- [What you are asked to do]:
Copy the stretch of the rat blood pressure text from "The Wistar-Kyoto (WKY)" through "SHRs and WKYs." word for word.

- [Document segment]:

===============

High blood pressure and high cholesterol are good friends, often accompanying each other in humans. Medical science has been trying to establish exactly how one influences the other but has found no clear answer yet. But, interestingly, in hypertensive rats, high blood pressure (BP) was found correlated with lower cholesterol compared with the ‘control’ group of rats with normal BP.

Research by Prof Nitish Mahapatra and his team at the IIT-Madras biotechnology department determined that a certain genetic pattern helps this inverse correlation.

For the sake of testing, the spontaneously hypertensive rat (SHR) model was developed about 60 years ago in Japan. “These rats display high blood pressure from 5-6 weeks of age (corresponding to 15-20 human years) and are widely studied for understanding cardiovascular disease pathogenesis as well as in drug development,” says Mahapatra.

The Wistar-Kyoto (WKY) rat is normotensive, showing normal blood pressure. The IIT-Madras team looked into the molecular or genetic basis for the inverse correlation between BP and cholesterol by ‘sequencing the genes’ of SHRs and WKYs.

===============

- [Provided information]:
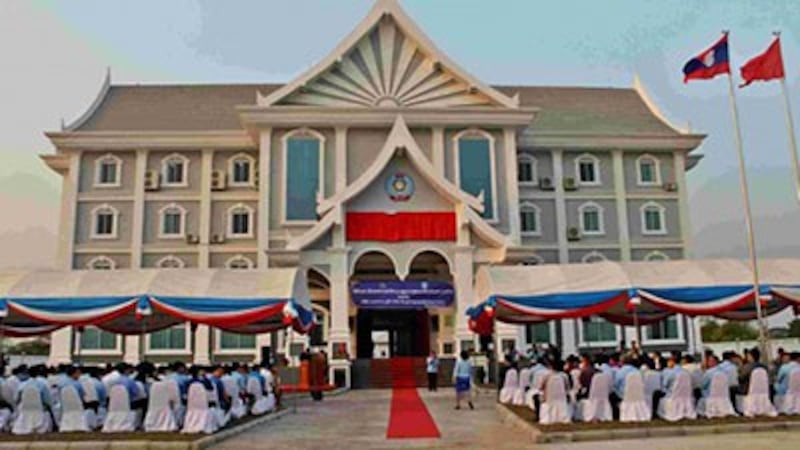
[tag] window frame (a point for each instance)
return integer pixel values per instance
(595, 162)
(303, 132)
(186, 350)
(96, 211)
(537, 212)
(98, 166)
(250, 173)
(250, 221)
(482, 134)
(527, 158)
(162, 216)
(662, 212)
(601, 221)
(656, 170)
(231, 260)
(185, 170)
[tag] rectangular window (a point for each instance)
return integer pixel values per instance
(105, 224)
(538, 333)
(303, 178)
(475, 171)
(170, 339)
(93, 338)
(597, 329)
(234, 341)
(666, 329)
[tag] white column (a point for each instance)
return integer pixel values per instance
(683, 202)
(264, 200)
(622, 205)
(202, 348)
(206, 168)
(340, 308)
(61, 342)
(437, 147)
(137, 227)
(512, 187)
(341, 159)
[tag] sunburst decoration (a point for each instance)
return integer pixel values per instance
(387, 69)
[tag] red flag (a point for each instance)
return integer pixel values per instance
(764, 67)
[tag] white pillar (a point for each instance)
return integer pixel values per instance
(264, 202)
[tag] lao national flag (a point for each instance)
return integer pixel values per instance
(764, 67)
(710, 63)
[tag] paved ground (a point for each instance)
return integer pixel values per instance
(358, 419)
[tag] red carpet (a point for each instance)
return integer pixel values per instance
(408, 417)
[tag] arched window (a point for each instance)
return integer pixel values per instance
(303, 174)
(587, 170)
(591, 219)
(240, 221)
(653, 219)
(530, 219)
(104, 222)
(101, 263)
(173, 222)
(108, 171)
(476, 167)
(593, 257)
(175, 170)
(240, 170)
(239, 262)
(527, 169)
(656, 256)
(648, 171)
(171, 262)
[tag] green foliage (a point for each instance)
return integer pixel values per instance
(728, 331)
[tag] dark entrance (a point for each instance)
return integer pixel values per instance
(409, 331)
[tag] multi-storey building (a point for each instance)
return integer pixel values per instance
(385, 161)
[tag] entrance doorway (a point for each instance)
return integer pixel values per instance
(391, 333)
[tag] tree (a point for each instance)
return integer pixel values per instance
(713, 331)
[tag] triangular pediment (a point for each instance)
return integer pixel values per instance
(388, 62)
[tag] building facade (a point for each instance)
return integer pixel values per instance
(385, 161)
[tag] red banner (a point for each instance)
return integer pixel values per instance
(404, 226)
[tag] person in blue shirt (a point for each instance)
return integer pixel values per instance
(792, 363)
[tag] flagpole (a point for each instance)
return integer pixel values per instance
(748, 217)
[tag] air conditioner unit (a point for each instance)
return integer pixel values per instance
(151, 180)
(671, 187)
(218, 181)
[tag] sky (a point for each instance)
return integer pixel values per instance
(55, 55)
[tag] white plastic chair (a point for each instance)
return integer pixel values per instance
(790, 402)
(596, 407)
(31, 416)
(199, 417)
(718, 402)
(120, 417)
(510, 387)
(680, 403)
(160, 411)
(554, 407)
(524, 383)
(634, 406)
(756, 402)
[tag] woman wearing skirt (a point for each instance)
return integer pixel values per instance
(462, 378)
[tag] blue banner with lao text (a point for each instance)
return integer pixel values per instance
(402, 294)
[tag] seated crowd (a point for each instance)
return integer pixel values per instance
(634, 387)
(124, 398)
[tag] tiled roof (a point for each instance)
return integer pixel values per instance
(609, 111)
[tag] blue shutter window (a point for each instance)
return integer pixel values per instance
(475, 171)
(303, 178)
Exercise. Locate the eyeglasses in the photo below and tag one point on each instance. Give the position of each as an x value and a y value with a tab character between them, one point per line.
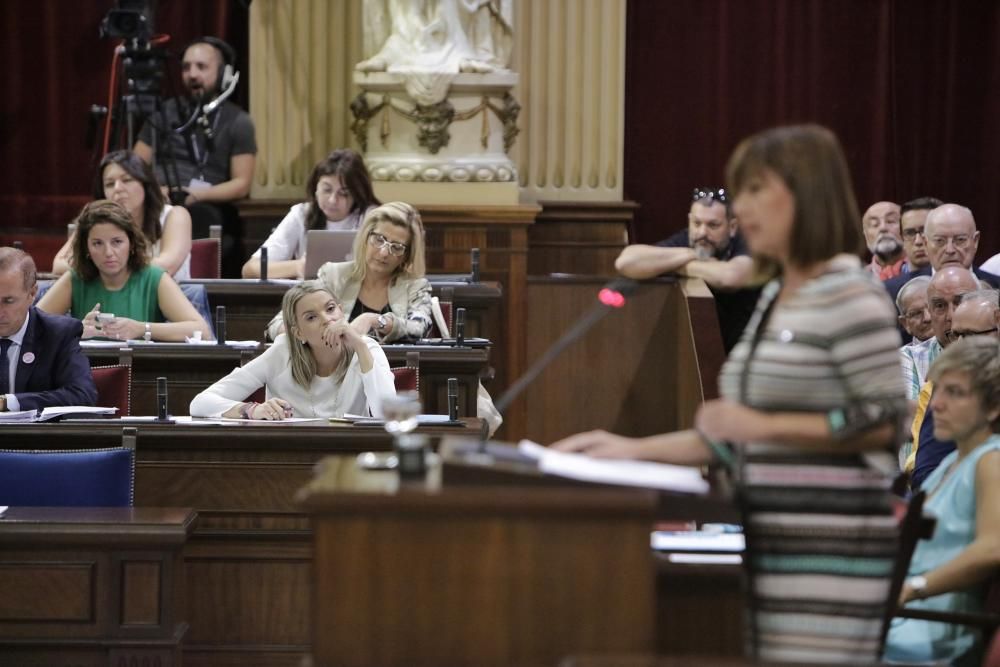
711	194
394	248
940	306
963	334
959	242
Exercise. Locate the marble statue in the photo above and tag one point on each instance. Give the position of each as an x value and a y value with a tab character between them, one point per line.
429	42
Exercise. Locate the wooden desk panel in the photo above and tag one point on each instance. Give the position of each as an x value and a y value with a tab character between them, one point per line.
643	369
480	576
92	586
190	369
249	562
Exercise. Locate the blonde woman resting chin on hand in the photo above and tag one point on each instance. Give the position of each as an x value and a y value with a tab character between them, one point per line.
322	367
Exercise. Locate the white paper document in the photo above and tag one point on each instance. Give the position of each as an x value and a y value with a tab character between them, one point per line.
663	476
48	414
696	540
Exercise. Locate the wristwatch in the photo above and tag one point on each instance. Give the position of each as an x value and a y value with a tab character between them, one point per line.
917	584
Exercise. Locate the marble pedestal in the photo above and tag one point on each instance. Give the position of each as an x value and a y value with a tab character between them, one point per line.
452	152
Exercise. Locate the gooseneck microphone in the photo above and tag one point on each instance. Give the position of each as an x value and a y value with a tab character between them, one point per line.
475	266
162	413
614	295
220	325
452	399
459	327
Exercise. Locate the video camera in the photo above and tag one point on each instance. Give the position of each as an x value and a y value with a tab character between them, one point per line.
132	22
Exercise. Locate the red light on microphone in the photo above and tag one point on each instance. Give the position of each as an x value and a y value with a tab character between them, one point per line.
611	298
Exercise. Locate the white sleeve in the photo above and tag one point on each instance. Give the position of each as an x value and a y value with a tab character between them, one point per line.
285	242
238	385
379	381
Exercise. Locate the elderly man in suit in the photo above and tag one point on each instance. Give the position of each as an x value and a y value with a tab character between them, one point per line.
41	364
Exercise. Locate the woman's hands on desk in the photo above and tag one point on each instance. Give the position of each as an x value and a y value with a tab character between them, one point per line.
119	328
601	444
368	322
273	409
123	328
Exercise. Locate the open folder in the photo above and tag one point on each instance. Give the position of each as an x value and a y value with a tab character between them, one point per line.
662	476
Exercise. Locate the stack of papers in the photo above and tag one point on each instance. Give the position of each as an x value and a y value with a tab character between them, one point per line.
48	414
662	476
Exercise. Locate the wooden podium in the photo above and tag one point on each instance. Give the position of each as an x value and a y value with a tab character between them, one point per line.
478	575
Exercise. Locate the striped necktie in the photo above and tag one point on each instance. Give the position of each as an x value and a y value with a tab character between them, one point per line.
4	366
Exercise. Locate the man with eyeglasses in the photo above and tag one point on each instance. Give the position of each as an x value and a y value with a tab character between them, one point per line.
978	314
880	224
912	218
944	293
711	249
951	240
914	317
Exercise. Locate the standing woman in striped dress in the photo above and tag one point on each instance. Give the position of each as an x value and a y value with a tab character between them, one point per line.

===============

- [Answer]:
The Wistar-Kyoto (WKY) rat is normotensive, showing normal blood pressure. The IIT-Madras team looked into the molecular or genetic basis for the inverse correlation between BP and cholesterol by ‘sequencing the genes’ of SHRs and WKYs.